Extracted records:

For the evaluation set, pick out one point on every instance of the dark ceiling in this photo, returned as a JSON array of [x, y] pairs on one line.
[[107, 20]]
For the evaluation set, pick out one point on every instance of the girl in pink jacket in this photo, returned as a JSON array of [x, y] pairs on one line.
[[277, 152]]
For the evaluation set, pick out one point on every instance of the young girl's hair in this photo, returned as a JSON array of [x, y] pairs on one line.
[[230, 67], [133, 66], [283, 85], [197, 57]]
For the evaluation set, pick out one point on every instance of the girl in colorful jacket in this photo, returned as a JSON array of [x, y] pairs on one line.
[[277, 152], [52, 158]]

§ TASK DESCRIPTION:
Please quote exactly the lines from the one containing "girl in pink" through the last line of the records above, both included, and nothing else.

§ ANSWER IN FULL:
For the evaluation set, pick out one point on every instance of the girl in pink jacket in this photo, returned as a JSON array of [x, y] pairs on one line.
[[277, 152]]
For the evaluation set, pick out one point on every instance of the young girl's hair in this photo, returned as a JSON array of [x, y] pairs on one line.
[[230, 67], [133, 66], [283, 85], [197, 57]]
For the evaluation set, pick out one point on every instance of the girl in colorful jacket in this photo, returned as a JSON array of [x, y] pairs on one line.
[[277, 152], [52, 158]]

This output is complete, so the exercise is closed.